-- begin --

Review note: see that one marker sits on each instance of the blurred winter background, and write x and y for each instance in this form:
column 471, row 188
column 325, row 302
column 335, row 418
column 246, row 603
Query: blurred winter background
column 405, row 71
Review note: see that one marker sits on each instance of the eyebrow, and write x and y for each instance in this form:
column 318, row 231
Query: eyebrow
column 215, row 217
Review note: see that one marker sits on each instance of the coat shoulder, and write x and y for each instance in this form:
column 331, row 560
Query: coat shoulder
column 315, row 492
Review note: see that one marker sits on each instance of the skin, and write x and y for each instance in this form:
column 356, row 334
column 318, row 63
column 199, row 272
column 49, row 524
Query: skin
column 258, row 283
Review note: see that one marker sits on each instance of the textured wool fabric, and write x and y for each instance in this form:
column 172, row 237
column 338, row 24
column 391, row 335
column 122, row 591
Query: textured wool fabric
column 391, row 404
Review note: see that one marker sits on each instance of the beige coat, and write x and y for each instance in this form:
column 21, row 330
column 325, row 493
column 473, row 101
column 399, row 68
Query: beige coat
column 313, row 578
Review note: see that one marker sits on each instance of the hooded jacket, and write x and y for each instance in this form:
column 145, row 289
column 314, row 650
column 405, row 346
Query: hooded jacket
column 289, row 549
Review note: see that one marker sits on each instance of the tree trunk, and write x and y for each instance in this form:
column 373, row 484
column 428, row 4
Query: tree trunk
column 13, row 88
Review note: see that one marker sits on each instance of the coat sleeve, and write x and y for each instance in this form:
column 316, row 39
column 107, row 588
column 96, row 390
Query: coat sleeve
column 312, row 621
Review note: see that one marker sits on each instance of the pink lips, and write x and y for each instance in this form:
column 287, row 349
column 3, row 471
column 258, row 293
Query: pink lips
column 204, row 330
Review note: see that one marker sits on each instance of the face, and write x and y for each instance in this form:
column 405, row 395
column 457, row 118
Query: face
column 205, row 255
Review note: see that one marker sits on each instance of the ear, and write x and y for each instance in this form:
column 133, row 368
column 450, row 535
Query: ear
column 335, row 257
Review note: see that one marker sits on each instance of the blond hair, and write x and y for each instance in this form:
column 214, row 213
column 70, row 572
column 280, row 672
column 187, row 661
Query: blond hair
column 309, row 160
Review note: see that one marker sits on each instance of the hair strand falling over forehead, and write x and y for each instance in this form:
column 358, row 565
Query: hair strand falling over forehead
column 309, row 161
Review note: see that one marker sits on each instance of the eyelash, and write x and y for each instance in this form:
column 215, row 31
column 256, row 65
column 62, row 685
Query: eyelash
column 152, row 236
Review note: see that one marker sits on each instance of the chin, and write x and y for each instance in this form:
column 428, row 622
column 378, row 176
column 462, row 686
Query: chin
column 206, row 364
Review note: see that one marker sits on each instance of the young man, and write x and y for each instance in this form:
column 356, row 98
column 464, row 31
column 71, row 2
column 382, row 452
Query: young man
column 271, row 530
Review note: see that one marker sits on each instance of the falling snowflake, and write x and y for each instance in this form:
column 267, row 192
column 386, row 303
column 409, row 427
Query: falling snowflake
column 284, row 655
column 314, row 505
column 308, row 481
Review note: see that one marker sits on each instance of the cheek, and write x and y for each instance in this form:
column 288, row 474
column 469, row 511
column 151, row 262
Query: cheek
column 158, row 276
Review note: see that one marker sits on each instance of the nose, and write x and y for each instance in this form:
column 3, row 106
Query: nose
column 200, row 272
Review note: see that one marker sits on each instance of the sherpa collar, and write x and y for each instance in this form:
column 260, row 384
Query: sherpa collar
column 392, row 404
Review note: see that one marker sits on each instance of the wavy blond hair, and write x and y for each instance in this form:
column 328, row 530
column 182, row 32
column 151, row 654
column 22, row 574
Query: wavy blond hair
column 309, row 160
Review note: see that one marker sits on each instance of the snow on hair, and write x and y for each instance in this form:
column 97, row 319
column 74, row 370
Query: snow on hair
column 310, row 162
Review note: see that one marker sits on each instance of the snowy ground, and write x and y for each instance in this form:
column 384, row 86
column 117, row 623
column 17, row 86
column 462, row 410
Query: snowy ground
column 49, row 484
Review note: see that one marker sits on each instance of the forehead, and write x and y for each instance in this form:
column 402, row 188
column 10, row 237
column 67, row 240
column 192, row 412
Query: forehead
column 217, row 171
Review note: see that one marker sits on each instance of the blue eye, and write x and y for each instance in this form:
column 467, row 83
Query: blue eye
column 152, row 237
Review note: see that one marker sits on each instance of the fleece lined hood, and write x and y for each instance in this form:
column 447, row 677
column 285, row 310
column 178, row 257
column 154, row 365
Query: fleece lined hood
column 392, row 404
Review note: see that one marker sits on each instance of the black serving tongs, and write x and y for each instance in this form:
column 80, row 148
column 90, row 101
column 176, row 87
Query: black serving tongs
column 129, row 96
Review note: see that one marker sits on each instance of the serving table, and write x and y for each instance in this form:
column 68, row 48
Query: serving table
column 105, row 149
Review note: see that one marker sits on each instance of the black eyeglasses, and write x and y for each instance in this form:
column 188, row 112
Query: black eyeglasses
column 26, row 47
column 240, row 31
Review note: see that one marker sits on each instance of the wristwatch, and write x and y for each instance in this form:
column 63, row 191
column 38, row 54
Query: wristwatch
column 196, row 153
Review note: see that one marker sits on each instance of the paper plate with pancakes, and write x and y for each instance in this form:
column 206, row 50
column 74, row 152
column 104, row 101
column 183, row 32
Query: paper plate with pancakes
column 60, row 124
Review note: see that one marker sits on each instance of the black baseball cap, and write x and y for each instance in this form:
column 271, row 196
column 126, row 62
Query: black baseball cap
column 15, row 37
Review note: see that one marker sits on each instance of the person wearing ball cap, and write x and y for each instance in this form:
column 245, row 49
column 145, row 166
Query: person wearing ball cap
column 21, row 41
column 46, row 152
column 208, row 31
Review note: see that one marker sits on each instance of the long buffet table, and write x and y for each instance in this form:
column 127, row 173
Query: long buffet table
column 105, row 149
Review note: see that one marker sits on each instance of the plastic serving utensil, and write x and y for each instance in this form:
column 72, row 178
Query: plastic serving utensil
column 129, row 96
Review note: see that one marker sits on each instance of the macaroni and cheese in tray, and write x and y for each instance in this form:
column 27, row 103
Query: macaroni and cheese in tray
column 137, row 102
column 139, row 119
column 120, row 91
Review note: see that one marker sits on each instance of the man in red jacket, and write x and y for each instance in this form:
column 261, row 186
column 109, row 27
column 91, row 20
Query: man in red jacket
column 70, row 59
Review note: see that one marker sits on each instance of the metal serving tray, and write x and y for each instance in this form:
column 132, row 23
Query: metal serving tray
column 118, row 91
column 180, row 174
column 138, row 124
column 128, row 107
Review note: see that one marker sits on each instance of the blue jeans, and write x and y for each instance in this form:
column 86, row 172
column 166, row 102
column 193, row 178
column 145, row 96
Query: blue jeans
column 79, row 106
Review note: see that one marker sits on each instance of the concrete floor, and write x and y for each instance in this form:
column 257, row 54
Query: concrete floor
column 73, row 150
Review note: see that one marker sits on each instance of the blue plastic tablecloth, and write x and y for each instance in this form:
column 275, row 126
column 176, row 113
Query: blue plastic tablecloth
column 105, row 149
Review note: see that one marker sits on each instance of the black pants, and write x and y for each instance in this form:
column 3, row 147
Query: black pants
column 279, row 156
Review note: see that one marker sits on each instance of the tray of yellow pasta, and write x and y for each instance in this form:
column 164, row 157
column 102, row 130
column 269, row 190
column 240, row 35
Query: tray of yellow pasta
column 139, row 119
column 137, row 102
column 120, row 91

-- end --

Write all of the records again with every "marker" renamed "pin". Leave everything else unchanged.

▶ **Task solution**:
Review note: see that one pin sits on each instance of the blurred winter background, and write x and y for each instance in this form:
column 471, row 188
column 325, row 302
column 335, row 418
column 246, row 603
Query: blurred winter background
column 405, row 71
Review note: see that one pin sits on each instance of the eyebrow, and write x and y for each instance in this form:
column 318, row 231
Query: eyebrow
column 215, row 217
Review note: see that one pin sits on each instance of the coat shoulder, and write x and y for each instance in this form:
column 331, row 560
Query: coat shoulder
column 315, row 492
Review note: see that one pin sits on each instance of the skin, and write x and y for each instance in this form:
column 356, row 334
column 318, row 63
column 199, row 272
column 49, row 524
Query: skin
column 258, row 283
Review note: see that one pin sits on each instance of the textured wool fabric, and write x and y for each instance in this form:
column 172, row 237
column 338, row 24
column 391, row 335
column 122, row 591
Query: textured wool fabric
column 391, row 404
Review note: see that one pin sits on each instance of the beige coat, and write x and y for each instance in this form:
column 21, row 330
column 325, row 493
column 473, row 101
column 399, row 68
Query: beige coat
column 313, row 578
Review note: see that one pin sits on each instance of the hooded jacket, and write x and y for each instance in this form:
column 145, row 289
column 314, row 650
column 405, row 346
Query: hooded jacket
column 289, row 549
Review note: see that one pin sits on each instance of the tree trunk, and write x and y for each instance in this form:
column 373, row 484
column 428, row 4
Query: tree trunk
column 13, row 88
Review note: see that one pin sits on each instance of the coat sleeve, and write x and y for each instance in this form:
column 316, row 39
column 107, row 588
column 96, row 390
Query: coat sleeve
column 312, row 621
Review note: see that one pin sits on each instance of the pink lips, and write x and y for each instance in this form:
column 287, row 349
column 3, row 471
column 258, row 293
Query: pink lips
column 204, row 330
Review note: see that one pin sits on each instance of the face, and write x and y for each instance in this form:
column 405, row 395
column 457, row 118
Query: face
column 205, row 255
Review note: see that one pin sits on each instance of the ear, and write x and y for each instance in this form:
column 133, row 368
column 450, row 535
Query: ear
column 335, row 257
Review note: see that one pin sits on each instance of the blond hair, and write x and y for each instance in this form:
column 214, row 213
column 70, row 572
column 280, row 672
column 187, row 661
Query: blond hair
column 309, row 160
Review note: see that one pin sits on each instance of the hair strand falling over forehead, and write x and y for each instance in this form:
column 358, row 565
Query: hair strand falling over forehead
column 309, row 161
Review note: see that one pin sits on each instance of the eyelash, and write x and y for each instance in this form:
column 215, row 31
column 256, row 65
column 62, row 685
Query: eyelash
column 152, row 236
Review note: see that one pin sits on each instance of the chin, and write x and y for each instance in this form:
column 428, row 622
column 378, row 176
column 462, row 686
Query: chin
column 206, row 364
Review note: see that one pin sits on each instance of the young man, and write x and y for each instance in this form:
column 356, row 98
column 464, row 31
column 71, row 2
column 382, row 452
Query: young man
column 271, row 530
Review note: see that one pin sits on each instance of the falling snowflake, and write x and y for each instance in this form:
column 267, row 192
column 386, row 303
column 409, row 427
Query: falling snowflake
column 284, row 655
column 314, row 505
column 308, row 481
Review note: see that one pin sits on each instance of the cheek, and write x and y for each instance in this form:
column 288, row 474
column 469, row 511
column 151, row 262
Query: cheek
column 158, row 276
Review note: see that one pin sits on each instance of the nose, and write x and y for each instance in this form:
column 3, row 106
Query: nose
column 200, row 272
Review note: see that one pin sits on each instance of the sherpa collar, and write x and y for each instance in this form:
column 260, row 384
Query: sherpa collar
column 392, row 404
Review note: see that one pin sits on each instance of the wavy blond hair, and write x and y for each instance in this form:
column 328, row 530
column 182, row 32
column 151, row 654
column 22, row 574
Query: wavy blond hair
column 309, row 160
Review note: see that one pin sits on each instance of the snow on hair, and write x and y for each instance in this form:
column 97, row 319
column 74, row 370
Query: snow on hair
column 310, row 162
Review note: see that one pin sits on each instance of the snowy ground, and write x and y for each instance in this form:
column 384, row 86
column 117, row 623
column 17, row 86
column 462, row 410
Query: snowy ground
column 49, row 484
Review note: see that one pin sits on each instance of the forehead, and write x and y for each instance in this form:
column 402, row 188
column 10, row 237
column 67, row 240
column 192, row 412
Query: forehead
column 217, row 171
Review note: see that one pin sits on each instance of the blue eye, and write x and y for each instance in this form:
column 467, row 83
Query: blue eye
column 152, row 237
Review note: see that one pin sits on each instance of the fleece lined hood, and write x and y for each instance in this form:
column 447, row 677
column 285, row 310
column 178, row 257
column 154, row 365
Query: fleece lined hood
column 392, row 404
Review note: see that one pin sits on each instance of the black serving tongs, and write x and y for each instance in this form:
column 80, row 148
column 90, row 101
column 176, row 87
Query: black serving tongs
column 129, row 96
Review note: see that one pin sits on each instance of the serving table, and write x and y for each instance in this form:
column 68, row 48
Query: serving table
column 105, row 149
Review note: see that one pin sits on each instance of the black eyeglasses, and write x and y for each instance in this form:
column 188, row 112
Query: black eyeglasses
column 26, row 47
column 240, row 31
Review note: see that one pin sits on each instance of the wristwatch, and write x and y for each instance in this form:
column 63, row 191
column 38, row 54
Query: wristwatch
column 196, row 153
Review note: see that one pin sits on each instance of the paper plate with pancakes, and write x and y for each instance in this form:
column 206, row 50
column 74, row 152
column 104, row 101
column 183, row 32
Query: paper plate with pancakes
column 60, row 124
Review note: see that one pin sits on each instance of the black baseball cap, and write x and y for each instance in this form:
column 271, row 196
column 126, row 62
Query: black baseball cap
column 15, row 37
Review note: see that one pin sits on each instance of the person wearing ball cap, and write x and y for each instance in this form:
column 245, row 49
column 145, row 166
Query: person wearing ball cap
column 21, row 41
column 46, row 152
column 208, row 31
Review note: see that one pin sits on each instance of the long buffet table, and write x and y for each instance in this form:
column 127, row 173
Query: long buffet table
column 105, row 149
Review note: see that one pin sits on each instance of the plastic serving utensil, and write x and y for each instance in this form:
column 72, row 178
Query: plastic serving utensil
column 129, row 96
Review note: see that one pin sits on each instance of the macaroni and cheese in tray, and write x and y for each instance in this form:
column 27, row 103
Query: macaroni and cheese in tray
column 137, row 102
column 139, row 119
column 120, row 91
Review note: see that one pin sits on each instance of the man in red jacket, and write x and y for each instance in this form:
column 261, row 186
column 109, row 27
column 91, row 20
Query: man in red jacket
column 70, row 59
Review note: see that one pin sits on each instance of the metal serving tray, and write x and y for each instance in this form:
column 132, row 23
Query: metal serving tray
column 118, row 91
column 180, row 174
column 138, row 124
column 128, row 107
Review note: see that one pin sits on each instance of the blue jeans, and write x and y for each instance in this form:
column 86, row 172
column 166, row 102
column 193, row 178
column 145, row 96
Query: blue jeans
column 79, row 106
Review note: see that one pin sits on each instance of the concrete floor, and write x and y for each instance in this form:
column 257, row 54
Query: concrete floor
column 73, row 150
Review note: see that one pin sits on each instance of the blue plastic tablecloth, and write x and y for each instance in this form:
column 275, row 126
column 176, row 113
Query: blue plastic tablecloth
column 105, row 149
Review note: see that one pin sits on each instance of the black pants, and write x and y for each instance in this form:
column 3, row 147
Query: black pants
column 279, row 156
Review note: see that one pin sits on each instance of the tray of yellow pasta, and write x and y for each instance in this form:
column 164, row 157
column 102, row 130
column 269, row 190
column 240, row 35
Query: tray of yellow pasta
column 139, row 119
column 137, row 102
column 120, row 91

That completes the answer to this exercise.